● **FRAGMENTO SELECCIONADO**
Dentro de este espacio-tiempo indeterminado, la narración gira en torno a la misteriosa figura de Suárez, el otrora conserje del abandonado consultorio del pueblo quien, por contar con acceso a la maquinaria médica del lugar, se ve súbitamente elevado a la categoría de doctor de toda la comunidad costera: “Suárez, que era mi vecino y mi par—porque vigilar la carretera y limpiar el consultorio eran dos trabajos honestos que nos hacían pertenecer a algo, impreciso pero sólido—aprovechó esta situación. […] Eso convirtió a Suárez en una especie de hechicero” (Ovando 10). Reconocido como figura de poder al interior del pueblo, es Suárez quien llama la atención de los dos narradores del relato: Jiménez, una suerte de vigía y cuidador, que pasa sus días sentado junto a la carretera a la espera de visitantes, y Jonás, un viajero nómade que llega al pueblo en busca de una cura a la misteriosa enfermedad que aflige a su hijo.

Es a través del trenzado narrativo que Jiménez y Jonás tejen en torno a Suárez que la catástrofe comienza a perfilarse poco a poco como una sequía generalizada que, aparentemente, estaría vinculada con la repentina desaparición de la electricidad en la localidad: “Al comienzo de la sequía la llegada de la luz era aún un asunto periódico. Cada quince días nos juntábamos en torno al carrusel que había quedado al lado del consultorio y esperábamos que dieran las ocho para celebrar” (Ovando 5). A medida que pasan los días, la magnitud de la catástrofe comienza a crecer cada vez más, alcanzando su máximo apogeo con el descubrimiento de una misteriosa enfermedad cuyos orígenes y tratamiento parecen estar perdidos en el tiempo: “Apenas los más viejos, los pocos que quedaban vivos, recordaban lo que significaba la peste. La retrataban como algo que estaba más allá de las dunas y cuyos efectos eran una pesadilla, aunque más bien difusa” (Ovando 37).

● **DATOS PROPORCIONADOS**
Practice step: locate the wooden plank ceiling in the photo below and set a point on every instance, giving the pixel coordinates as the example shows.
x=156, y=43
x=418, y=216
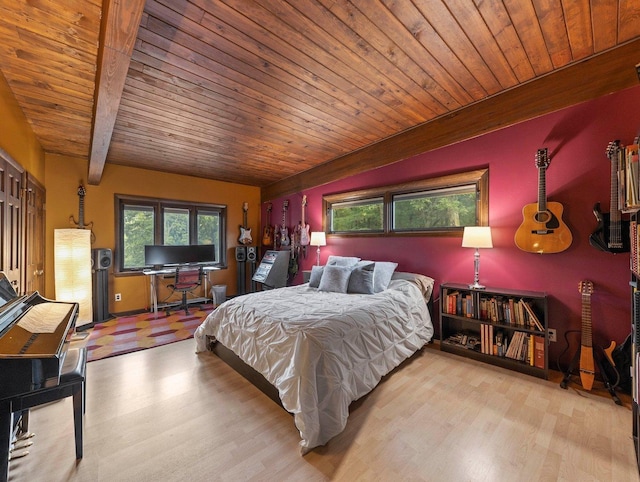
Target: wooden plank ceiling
x=283, y=94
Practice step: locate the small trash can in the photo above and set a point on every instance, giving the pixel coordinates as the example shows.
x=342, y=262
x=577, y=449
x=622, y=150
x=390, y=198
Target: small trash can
x=219, y=294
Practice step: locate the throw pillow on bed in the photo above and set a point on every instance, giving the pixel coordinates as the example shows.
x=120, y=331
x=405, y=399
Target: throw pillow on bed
x=314, y=277
x=342, y=260
x=335, y=278
x=382, y=273
x=361, y=279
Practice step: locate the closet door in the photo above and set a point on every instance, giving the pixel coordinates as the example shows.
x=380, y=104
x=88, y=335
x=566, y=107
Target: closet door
x=34, y=206
x=11, y=221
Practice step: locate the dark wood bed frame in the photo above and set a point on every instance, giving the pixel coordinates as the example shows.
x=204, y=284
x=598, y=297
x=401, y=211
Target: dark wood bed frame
x=255, y=377
x=235, y=362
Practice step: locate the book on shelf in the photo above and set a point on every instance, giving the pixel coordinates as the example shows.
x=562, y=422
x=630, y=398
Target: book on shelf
x=538, y=351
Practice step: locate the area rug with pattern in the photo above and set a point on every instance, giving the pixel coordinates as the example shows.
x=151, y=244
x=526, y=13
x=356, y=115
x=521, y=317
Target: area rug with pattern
x=126, y=334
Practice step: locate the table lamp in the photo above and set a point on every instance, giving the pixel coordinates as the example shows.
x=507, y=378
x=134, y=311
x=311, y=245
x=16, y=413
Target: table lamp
x=477, y=237
x=318, y=239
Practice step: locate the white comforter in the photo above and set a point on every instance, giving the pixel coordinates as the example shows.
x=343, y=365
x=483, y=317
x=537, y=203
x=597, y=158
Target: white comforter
x=323, y=350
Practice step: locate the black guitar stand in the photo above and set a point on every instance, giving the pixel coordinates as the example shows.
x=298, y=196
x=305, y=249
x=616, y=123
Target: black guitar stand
x=596, y=357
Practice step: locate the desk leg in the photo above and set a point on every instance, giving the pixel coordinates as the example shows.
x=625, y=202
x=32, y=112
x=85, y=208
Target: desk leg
x=154, y=293
x=5, y=439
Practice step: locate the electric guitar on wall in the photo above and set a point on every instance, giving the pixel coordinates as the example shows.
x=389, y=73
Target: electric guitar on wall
x=245, y=232
x=542, y=229
x=80, y=222
x=305, y=236
x=612, y=233
x=587, y=365
x=267, y=236
x=284, y=231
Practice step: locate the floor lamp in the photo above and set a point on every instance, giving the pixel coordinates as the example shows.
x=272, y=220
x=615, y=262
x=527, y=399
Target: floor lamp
x=72, y=266
x=318, y=239
x=477, y=237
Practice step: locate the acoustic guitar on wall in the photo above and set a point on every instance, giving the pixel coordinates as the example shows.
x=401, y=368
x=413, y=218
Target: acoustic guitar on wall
x=267, y=236
x=245, y=232
x=543, y=230
x=612, y=233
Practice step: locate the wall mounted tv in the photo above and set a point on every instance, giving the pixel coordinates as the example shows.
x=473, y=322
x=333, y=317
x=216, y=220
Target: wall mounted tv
x=163, y=255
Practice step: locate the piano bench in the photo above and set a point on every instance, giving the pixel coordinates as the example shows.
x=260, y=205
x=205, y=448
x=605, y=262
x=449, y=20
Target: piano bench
x=72, y=384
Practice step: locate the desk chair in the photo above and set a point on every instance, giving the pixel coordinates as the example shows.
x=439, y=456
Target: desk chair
x=187, y=279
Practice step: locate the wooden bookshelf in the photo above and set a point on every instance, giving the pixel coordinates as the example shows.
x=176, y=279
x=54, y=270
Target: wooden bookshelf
x=506, y=328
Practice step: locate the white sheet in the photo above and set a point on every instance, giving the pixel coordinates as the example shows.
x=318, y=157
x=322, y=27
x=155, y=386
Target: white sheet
x=322, y=350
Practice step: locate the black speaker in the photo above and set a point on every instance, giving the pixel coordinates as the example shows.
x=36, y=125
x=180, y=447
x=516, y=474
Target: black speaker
x=101, y=295
x=241, y=253
x=101, y=258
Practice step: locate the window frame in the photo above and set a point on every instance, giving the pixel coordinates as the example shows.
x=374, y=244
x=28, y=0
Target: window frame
x=478, y=178
x=159, y=205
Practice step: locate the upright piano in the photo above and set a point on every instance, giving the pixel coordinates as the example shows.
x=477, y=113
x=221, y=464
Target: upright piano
x=34, y=338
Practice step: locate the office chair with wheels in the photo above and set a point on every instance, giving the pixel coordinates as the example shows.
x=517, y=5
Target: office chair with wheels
x=187, y=279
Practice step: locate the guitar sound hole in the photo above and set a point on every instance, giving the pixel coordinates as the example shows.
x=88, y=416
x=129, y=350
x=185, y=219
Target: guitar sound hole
x=543, y=217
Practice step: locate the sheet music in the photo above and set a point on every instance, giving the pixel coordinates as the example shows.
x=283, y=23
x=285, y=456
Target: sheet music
x=44, y=317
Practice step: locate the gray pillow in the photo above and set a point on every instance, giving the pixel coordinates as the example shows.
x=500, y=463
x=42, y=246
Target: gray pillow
x=361, y=279
x=342, y=260
x=314, y=277
x=382, y=274
x=335, y=278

● **EJERCICIO 1**
En el fragmento sobre Suárez y la sequía, ¿qué trabajo tenía Suárez antes de que lo vieran como el doctor de la comunidad?
● **EJERCICIO 2**
Escribe la continuación del fragmento sobre Suárez y la sequía a partir de su última oración.

● **RESPUESTA 1**
Era el conserje del consultorio abandonado del pueblo.

● **RESPUESTA 2**
A medida que las calamidades se van revelando una tras otra, el orden social del pueblo degenera rápidamente, aumentando el desconcierto entre los habitantes, quienes terminan acusándose entre ellos en una caótica lucha por comprender las circunstancias de su acontecer. Esta desesperada búsqueda por el sentido de la catástrofe configura el núcleo de la problemática de la narración, la que se resuelve, paradójicamente, a través de la llegada del nómade Jonás al pueblo.

Jonás es una figura atávica al interior de la narración, pues se presenta como el portador de conocimientos que para los residentes del pueblo representan misterios esotéricos, como el hecho de que los embalses de agua se encuentran secos, que el desierto está poblado por enormes torres de alta tensión y que él mismo forma parte de una antigua casta de protectores de la electricidad que trabajan para una misteriosa entidad conocida como “Central” (19-36). Al llegar al pueblo, sin embargo, Jonás se reserva toda esta información y solo comparte con Suárez un dato preocupante: su hijo tiene una “alergia a la electricidad” (31) que, de no ser curada, puede resultar mortal para todos los habitantes del desierto. Es esta declaración la que une todos los acontecimientos fatídicos, hasta entonces desconectados entre sí, bajo un mismo prisma catastrófico, desatando la profecía apocalíptica que constituye el núcleo retórico de la narración de Ovando.

A pesar de que Jonás le confía a Suárez lo que él considera una verdad irrefutable, lo cierto es que su certeza está amparada en una antigua revelación mística pasada de generación en generación entre los adoradores de una antigua entidad divina llamada Oyá: “Se lo había avisado el padre, y a él su padre. Alguna vez tocaría, a algún Jonás. Por eso quemamos las hojas del palofierro. Y él las había quemado, cada día, como su padre, pero no había servido de nada” (Ovando 25). Suárez, por su parte, por no poseer los conocimientos médicos que dice ostentar, tampoco es capaz de refutar la profecía, aceptándola por cierta con tal de mantener el engaño y seguir siendo reconocido como una autoridad frente al extranjero. El resultado, entonces, es que en este intercambio de información profética se trama el sentido de la catástrofe, así como la historia de su origen, a partir de una revelación que busca, justamente, prevenir el desastre que anticipa.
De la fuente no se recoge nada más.